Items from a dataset
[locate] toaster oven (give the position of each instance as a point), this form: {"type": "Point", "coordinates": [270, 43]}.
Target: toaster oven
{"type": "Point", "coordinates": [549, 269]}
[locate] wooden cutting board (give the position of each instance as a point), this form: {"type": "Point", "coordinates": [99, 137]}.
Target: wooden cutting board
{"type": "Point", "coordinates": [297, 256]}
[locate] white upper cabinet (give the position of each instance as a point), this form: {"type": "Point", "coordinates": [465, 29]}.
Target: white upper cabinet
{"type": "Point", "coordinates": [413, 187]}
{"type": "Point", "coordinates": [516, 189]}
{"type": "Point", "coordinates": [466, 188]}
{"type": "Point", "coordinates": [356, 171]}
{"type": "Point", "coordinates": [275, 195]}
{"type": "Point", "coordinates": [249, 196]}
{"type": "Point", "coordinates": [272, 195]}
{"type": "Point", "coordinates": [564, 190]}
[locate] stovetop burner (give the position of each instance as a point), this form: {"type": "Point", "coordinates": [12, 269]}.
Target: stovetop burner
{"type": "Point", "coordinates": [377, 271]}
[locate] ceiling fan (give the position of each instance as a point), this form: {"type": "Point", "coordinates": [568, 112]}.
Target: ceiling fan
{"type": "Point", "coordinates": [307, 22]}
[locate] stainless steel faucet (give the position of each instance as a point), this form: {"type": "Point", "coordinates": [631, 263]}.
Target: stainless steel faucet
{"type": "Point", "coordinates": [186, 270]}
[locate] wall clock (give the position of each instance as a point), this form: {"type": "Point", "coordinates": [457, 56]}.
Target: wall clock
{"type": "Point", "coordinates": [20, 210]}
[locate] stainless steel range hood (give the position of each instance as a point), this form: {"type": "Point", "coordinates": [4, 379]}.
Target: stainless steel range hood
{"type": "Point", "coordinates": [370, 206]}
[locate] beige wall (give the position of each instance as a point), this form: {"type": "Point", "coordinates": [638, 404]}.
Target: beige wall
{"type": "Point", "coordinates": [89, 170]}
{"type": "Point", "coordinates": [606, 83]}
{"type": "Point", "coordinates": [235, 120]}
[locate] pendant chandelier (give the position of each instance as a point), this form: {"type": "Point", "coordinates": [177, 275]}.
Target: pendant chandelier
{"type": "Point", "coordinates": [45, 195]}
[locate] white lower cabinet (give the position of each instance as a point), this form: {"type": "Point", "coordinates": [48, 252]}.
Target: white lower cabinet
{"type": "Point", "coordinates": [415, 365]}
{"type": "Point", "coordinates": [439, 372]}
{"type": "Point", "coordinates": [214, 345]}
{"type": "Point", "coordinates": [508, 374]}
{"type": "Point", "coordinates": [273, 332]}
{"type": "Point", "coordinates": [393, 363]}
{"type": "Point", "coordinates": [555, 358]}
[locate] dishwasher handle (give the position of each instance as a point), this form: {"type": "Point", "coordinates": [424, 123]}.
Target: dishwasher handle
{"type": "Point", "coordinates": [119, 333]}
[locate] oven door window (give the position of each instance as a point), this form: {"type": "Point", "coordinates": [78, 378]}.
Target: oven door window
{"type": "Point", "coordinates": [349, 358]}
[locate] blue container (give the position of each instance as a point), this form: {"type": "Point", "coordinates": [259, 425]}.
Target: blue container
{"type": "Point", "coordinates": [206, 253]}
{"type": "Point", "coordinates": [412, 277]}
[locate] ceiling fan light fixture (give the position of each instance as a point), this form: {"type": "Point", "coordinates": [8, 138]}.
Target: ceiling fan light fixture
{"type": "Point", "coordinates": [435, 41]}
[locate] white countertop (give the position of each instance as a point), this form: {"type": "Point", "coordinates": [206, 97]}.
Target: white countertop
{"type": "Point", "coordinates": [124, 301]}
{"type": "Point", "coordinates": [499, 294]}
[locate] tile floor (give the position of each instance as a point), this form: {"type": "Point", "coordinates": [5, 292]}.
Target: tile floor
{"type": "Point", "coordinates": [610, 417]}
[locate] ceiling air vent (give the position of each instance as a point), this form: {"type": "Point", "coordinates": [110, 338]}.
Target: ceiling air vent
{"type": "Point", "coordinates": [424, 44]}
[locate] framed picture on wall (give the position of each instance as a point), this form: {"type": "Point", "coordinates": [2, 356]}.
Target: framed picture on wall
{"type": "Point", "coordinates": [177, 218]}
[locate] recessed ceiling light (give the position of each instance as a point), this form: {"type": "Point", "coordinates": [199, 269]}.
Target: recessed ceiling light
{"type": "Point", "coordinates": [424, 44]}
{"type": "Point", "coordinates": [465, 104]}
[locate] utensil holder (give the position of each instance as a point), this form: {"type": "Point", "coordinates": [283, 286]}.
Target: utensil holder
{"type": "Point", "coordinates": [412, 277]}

Goal of the exercise
Transcribe the records above exactly, but only from the line that contains "[locate] recessed ceiling" through their final line, inclusive.

Correct answer
[locate] recessed ceiling light (give the position of each instance as a point), this form: {"type": "Point", "coordinates": [199, 269]}.
Target: recessed ceiling light
{"type": "Point", "coordinates": [424, 44]}
{"type": "Point", "coordinates": [465, 104]}
[locate] utensil holder (give the position of each instance as a point), this form: {"type": "Point", "coordinates": [283, 286]}.
Target: utensil holder
{"type": "Point", "coordinates": [412, 277]}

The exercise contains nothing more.